CONSIGNE: Recopiez mot pour mot l'intégralité du texte sur l'album L.A. Woman des Doors.

TEXTE:
---+---
Mathieu Jung, The Doors L.A. Woman

Éditions Densité


Extrait (p.54-55) 

    Lorsqu’on découvre « The Changeling », on est surpris sinon heurté. D’emblée, dès les premières notes de ce morceau, L.A. Woman se veut différent des albums qui l’ont précédé. L’attaque efficace de la batterie de John Densmore tire brutalement « The Changeling » du silence, tandis qu’un glissando assez agressif effectué au Hammond par Ray Manzarek – semblable à des coups de poignard –, la basse bien marquée de Jerry Scheff ainsi que les beuglements de de Jim Morrison nous emportent dans un espace surprenant, que vient ponctuer une guitare assez surprenante, aux accents funky. Le morceau doit en effet beaucoup à la guitare du « Say It Loud – I’m Black and I’m Proud » de James Brown, comme le reconnaît Robby Krieger. On aperçoit d’ailleurs un exemplaire du Live at the Apollo (1963) posé au sommet d’un des claviers de Manzarek sur une des photos prises par Frank Lisciandro lors de l’enregistrement de L.A. Woman, qui fut en quelque sorte placé sous l’égide de Mister Dynamite. Une autre influence à ce morceau semble être le « Tramp » de Lowell Fulson (1966).

 « Notre œuvre, nos performances sont des tentatives de métamorphose », expliquait un jour Morrison à un journaliste. L.A. Woman peut justement être perçu comme l’album de tous les changements.
---+---
Données tirées d'une collection:
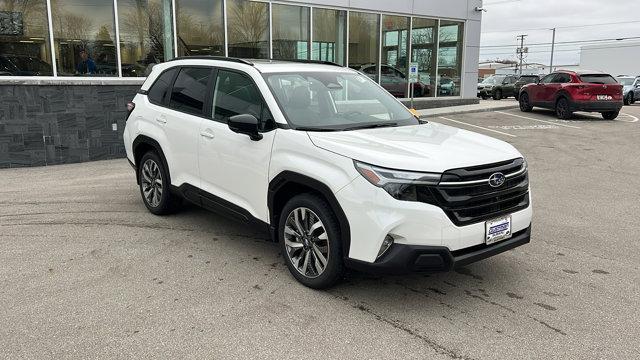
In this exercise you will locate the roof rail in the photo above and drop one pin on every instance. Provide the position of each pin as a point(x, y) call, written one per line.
point(321, 62)
point(213, 57)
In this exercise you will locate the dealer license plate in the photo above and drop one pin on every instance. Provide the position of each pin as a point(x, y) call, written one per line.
point(498, 230)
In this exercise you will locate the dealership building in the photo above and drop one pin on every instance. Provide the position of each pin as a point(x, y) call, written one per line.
point(68, 67)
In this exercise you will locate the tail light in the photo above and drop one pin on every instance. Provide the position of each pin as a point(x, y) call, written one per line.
point(130, 107)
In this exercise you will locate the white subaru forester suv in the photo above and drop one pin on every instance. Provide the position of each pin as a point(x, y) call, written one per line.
point(339, 171)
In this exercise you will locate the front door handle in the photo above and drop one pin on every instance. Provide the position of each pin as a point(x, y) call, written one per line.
point(206, 134)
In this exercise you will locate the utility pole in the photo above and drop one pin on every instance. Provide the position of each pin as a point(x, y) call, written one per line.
point(521, 51)
point(553, 47)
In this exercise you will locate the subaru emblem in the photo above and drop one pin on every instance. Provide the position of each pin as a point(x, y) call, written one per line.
point(497, 180)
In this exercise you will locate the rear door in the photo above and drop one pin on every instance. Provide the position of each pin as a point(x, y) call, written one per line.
point(233, 167)
point(182, 120)
point(536, 91)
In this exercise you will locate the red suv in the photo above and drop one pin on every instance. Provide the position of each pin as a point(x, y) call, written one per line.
point(569, 91)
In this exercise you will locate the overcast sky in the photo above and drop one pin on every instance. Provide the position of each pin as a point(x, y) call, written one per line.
point(505, 19)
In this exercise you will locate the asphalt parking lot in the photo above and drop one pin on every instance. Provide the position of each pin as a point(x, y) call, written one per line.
point(87, 272)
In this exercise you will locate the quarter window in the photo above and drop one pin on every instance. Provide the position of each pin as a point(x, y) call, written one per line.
point(236, 94)
point(189, 90)
point(159, 89)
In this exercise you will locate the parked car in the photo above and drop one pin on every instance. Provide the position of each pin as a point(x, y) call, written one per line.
point(522, 81)
point(394, 80)
point(334, 167)
point(497, 87)
point(568, 91)
point(446, 86)
point(23, 65)
point(630, 88)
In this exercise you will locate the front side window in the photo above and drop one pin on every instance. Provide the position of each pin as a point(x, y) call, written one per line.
point(159, 89)
point(236, 94)
point(334, 101)
point(189, 90)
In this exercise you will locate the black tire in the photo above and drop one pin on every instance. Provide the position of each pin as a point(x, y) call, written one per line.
point(167, 202)
point(334, 269)
point(562, 109)
point(610, 115)
point(525, 104)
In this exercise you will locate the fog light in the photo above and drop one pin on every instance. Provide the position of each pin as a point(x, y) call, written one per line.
point(386, 244)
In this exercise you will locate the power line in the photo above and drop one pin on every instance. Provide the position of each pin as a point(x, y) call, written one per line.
point(563, 27)
point(566, 42)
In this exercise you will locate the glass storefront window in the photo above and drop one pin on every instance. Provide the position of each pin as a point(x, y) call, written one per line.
point(200, 27)
point(364, 43)
point(423, 51)
point(24, 39)
point(329, 34)
point(248, 29)
point(84, 37)
point(450, 58)
point(290, 32)
point(395, 48)
point(143, 26)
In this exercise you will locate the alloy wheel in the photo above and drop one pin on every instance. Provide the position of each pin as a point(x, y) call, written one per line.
point(306, 242)
point(151, 180)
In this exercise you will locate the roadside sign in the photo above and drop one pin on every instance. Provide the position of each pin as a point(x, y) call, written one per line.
point(413, 72)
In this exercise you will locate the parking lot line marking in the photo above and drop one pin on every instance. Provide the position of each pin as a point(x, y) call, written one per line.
point(534, 119)
point(476, 126)
point(633, 118)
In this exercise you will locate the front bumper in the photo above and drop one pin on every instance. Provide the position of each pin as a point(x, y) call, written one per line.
---+---
RÉPONSE:
Mathieu Jung, The Doors L.A. Woman

Éditions Densité


Extrait (p.54-55) 

    Lorsqu’on découvre « The Changeling », on est surpris sinon heurté. D’emblée, dès les premières notes de ce morceau, L.A. Woman se veut différent des albums qui l’ont précédé. L’attaque efficace de la batterie de John Densmore tire brutalement « The Changeling » du silence, tandis qu’un glissando assez agressif effectué au Hammond par Ray Manzarek – semblable à des coups de poignard –, la basse bien marquée de Jerry Scheff ainsi que les beuglements de de Jim Morrison nous emportent dans un espace surprenant, que vient ponctuer une guitare assez surprenante, aux accents funky. Le morceau doit en effet beaucoup à la guitare du « Say It Loud – I’m Black and I’m Proud » de James Brown, comme le reconnaît Robby Krieger. On aperçoit d’ailleurs un exemplaire du Live at the Apollo (1963) posé au sommet d’un des claviers de Manzarek sur une des photos prises par Frank Lisciandro lors de l’enregistrement de L.A. Woman, qui fut en quelque sorte placé sous l’égide de Mister Dynamite. Une autre influence à ce morceau semble être le « Tramp » de Lowell Fulson (1966).

 « Notre œuvre, nos performances sont des tentatives de métamorphose », expliquait un jour Morrison à un journaliste. L.A. Woman peut justement être perçu comme l’album de tous les changements.